* **Consigne écrite 1**:
Répondez, s'il vous plaît, à ces questions sur l'extrait consacré à Barney Wilen :
(a) Quel est le titre du livre présenté ?
(b) Qui en est l'auteur ?
(c) De quel écrivain cet auteur est-il spécialiste ?

* **Extrait choisi**:
#Jazz & #Littérature : « Barney Wilen, Blue Melody »

Premier et seul (à ma connaissance) livre consacré à l’une des figures les plus originales du jazz français, le regretté saxophoniste niçois Barney Wilen, « Blue Melody » écrit par cette grande plume qu’est Yves Buin, psychiatre, écrivain et critique de jazz, spécialiste de Jack Kerouac et de la littérature Beat, vient à point pour nous remémorer l’oeuvre incontournable et passionnante de ce météore.

* **Consigne écrite 2**:
Réécrivez les lignes des enregistrements allant du début jusqu'à la ligne contenant « point(100, 266) », incluse, en remplaçant « the picture's border » par « the image boundary » et sans rien changer d'autre.

* **Données fournies**:
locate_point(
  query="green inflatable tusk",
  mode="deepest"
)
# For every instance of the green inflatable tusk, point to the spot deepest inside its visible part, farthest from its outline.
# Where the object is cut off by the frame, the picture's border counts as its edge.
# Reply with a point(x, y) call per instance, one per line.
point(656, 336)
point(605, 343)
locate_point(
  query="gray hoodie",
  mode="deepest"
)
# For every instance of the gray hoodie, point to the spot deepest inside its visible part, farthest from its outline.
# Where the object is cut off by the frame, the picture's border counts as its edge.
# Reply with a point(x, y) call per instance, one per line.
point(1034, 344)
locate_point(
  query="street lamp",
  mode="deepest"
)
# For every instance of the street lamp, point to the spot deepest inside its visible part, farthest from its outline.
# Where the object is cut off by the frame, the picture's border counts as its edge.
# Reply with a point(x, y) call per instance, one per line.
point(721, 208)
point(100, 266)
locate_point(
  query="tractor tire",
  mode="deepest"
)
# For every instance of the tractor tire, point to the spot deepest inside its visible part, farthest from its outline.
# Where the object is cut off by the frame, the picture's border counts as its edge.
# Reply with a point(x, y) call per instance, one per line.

* **Réponse attendue 1**:
(a) « Blue Melody »
(b) Yves Buin
(c) Jack Kerouac

* **Réponse attendue 2**:
locate_point(
  query="green inflatable tusk",
  mode="deepest"
)
# For every instance of the green inflatable tusk, point to the spot deepest inside its visible part, farthest from its outline.
# Where the object is cut off by the frame, the image boundary counts as its edge.
# Reply with a point(x, y) call per instance, one per line.
point(656, 336)
point(605, 343)
locate_point(
  query="gray hoodie",
  mode="deepest"
)
# For every instance of the gray hoodie, point to the spot deepest inside its visible part, farthest from its outline.
# Where the object is cut off by the frame, the image boundary counts as its edge.
# Reply with a point(x, y) call per instance, one per line.
point(1034, 344)
locate_point(
  query="street lamp",
  mode="deepest"
)
# For every instance of the street lamp, point to the spot deepest inside its visible part, farthest from its outline.
# Where the object is cut off by the frame, the image boundary counts as its edge.
# Reply with a point(x, y) call per instance, one per line.
point(721, 208)
point(100, 266)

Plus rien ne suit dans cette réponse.